* Rows

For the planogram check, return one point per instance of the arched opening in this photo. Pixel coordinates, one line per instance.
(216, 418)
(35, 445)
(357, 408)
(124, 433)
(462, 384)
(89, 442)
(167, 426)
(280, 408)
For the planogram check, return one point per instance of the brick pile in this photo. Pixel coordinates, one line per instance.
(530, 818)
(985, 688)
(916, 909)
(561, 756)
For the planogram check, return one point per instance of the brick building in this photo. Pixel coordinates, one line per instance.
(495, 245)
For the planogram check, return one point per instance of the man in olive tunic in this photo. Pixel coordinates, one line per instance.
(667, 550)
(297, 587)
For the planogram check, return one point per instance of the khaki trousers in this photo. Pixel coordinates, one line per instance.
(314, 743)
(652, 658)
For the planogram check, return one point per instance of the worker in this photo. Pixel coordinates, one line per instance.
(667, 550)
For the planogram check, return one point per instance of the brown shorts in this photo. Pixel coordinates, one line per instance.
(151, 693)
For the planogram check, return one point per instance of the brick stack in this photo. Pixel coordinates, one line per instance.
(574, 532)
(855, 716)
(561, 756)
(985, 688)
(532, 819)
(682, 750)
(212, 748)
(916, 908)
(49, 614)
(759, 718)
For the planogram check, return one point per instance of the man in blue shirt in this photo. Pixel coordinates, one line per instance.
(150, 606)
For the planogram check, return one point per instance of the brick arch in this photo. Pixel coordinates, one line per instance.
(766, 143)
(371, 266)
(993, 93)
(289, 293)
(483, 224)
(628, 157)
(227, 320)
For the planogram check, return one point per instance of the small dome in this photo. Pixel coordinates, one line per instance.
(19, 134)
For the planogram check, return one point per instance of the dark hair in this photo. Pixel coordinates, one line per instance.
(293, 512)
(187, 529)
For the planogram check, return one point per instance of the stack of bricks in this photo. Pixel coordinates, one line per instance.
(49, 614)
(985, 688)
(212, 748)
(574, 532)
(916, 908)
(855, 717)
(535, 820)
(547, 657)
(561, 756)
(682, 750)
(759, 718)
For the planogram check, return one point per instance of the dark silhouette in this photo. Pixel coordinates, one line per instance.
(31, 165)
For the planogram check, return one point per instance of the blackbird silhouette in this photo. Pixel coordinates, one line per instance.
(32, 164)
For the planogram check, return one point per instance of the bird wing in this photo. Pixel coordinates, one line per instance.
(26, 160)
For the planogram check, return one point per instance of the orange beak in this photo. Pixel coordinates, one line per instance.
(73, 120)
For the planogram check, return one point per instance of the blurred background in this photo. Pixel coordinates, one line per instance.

* To do
Lay out all of the lines above as a Markdown table with two columns, No. and Text. Put a row number in No. and the line in Text, and leave out any blank lines.

* Correct response
| No. | Text |
|---|---|
| 1 | For the planogram check, return one point per instance of the arched opening in this photo. Pixel coordinates, one line per instance. |
| 2 | (216, 418) |
| 3 | (35, 445) |
| 4 | (357, 408) |
| 5 | (124, 433) |
| 6 | (462, 384) |
| 7 | (89, 442) |
| 8 | (167, 426) |
| 9 | (280, 408) |
| 10 | For the planogram check, return one point per instance of the brick pile in this photo. Pixel coordinates, one line per instance. |
| 11 | (530, 818) |
| 12 | (985, 688) |
| 13 | (916, 909) |
| 14 | (561, 756) |
| 15 | For the planogram check, return one point per instance of the brick building in this photo. Pixel coordinates, one line per instance. |
| 16 | (495, 245) |
| 17 | For the planogram check, return one point per instance of the man in olive tunic in this photo. Pixel coordinates, one line per instance. |
| 18 | (667, 550) |
| 19 | (297, 587) |
| 20 | For the planogram check, return one point per instance of the khaki trousers in this photo. Pixel coordinates, one line per instance. |
| 21 | (314, 743) |
| 22 | (652, 658) |
| 23 | For the planogram check, return one point per instance of the worker in this photo. Pixel coordinates, one line per instance. |
| 24 | (667, 550) |
| 25 | For the planogram check, return one point per instance of the brown shorts in this photo. Pixel coordinates, one line per instance. |
| 26 | (151, 693) |
| 27 | For the planogram check, return one point per instance of the brick stack in this photo. Pixel coordinates, one line per instance. |
| 28 | (574, 532) |
| 29 | (855, 716) |
| 30 | (561, 756) |
| 31 | (985, 688) |
| 32 | (532, 819) |
| 33 | (682, 750) |
| 34 | (212, 748) |
| 35 | (916, 908) |
| 36 | (49, 614) |
| 37 | (759, 718) |
| 38 | For the planogram check, return one point per instance of the man in blue shirt in this photo. Pixel coordinates, one line per instance. |
| 39 | (150, 606) |
| 40 | For the planogram check, return one point per instance of the brick arch in this photo. Pixel coordinates, one line per instance. |
| 41 | (766, 143) |
| 42 | (371, 266) |
| 43 | (993, 93) |
| 44 | (289, 293) |
| 45 | (483, 224) |
| 46 | (628, 157) |
| 47 | (227, 320) |
| 48 | For the planogram check, return one point per instance of the small dome in this photo. Pixel coordinates, one line per instance. |
| 49 | (19, 134) |
| 50 | For the planogram check, return one point per instance of the dark hair in this photo. Pixel coordinates, one line per instance. |
| 51 | (293, 512) |
| 52 | (187, 529) |
| 53 | For the planogram check, return one point per instance of the stack of bricks in this photo. Pixel coordinates, one line per instance. |
| 54 | (49, 614) |
| 55 | (985, 688) |
| 56 | (212, 748) |
| 57 | (574, 532) |
| 58 | (916, 908) |
| 59 | (855, 717) |
| 60 | (535, 820) |
| 61 | (547, 657) |
| 62 | (561, 756) |
| 63 | (682, 750) |
| 64 | (759, 718) |
| 65 | For the planogram check, return one point per instance of the dark silhouette in this photo. Pixel coordinates, one line per instance. |
| 66 | (31, 165) |
| 67 | For the planogram check, return one point per instance of the blackbird silhouette in this photo. Pixel coordinates, one line per instance. |
| 68 | (32, 164) |
| 69 | For the planogram check, return one point per instance of the bird wing in this photo. Pixel coordinates, one line per instance. |
| 70 | (26, 160) |
| 71 | For the planogram check, return one point per instance of the orange beak in this photo. Pixel coordinates, one line per instance. |
| 72 | (73, 120) |
| 73 | For the planogram check, return one point per instance of the blurred background in this photo. Pixel coordinates, one line per instance. |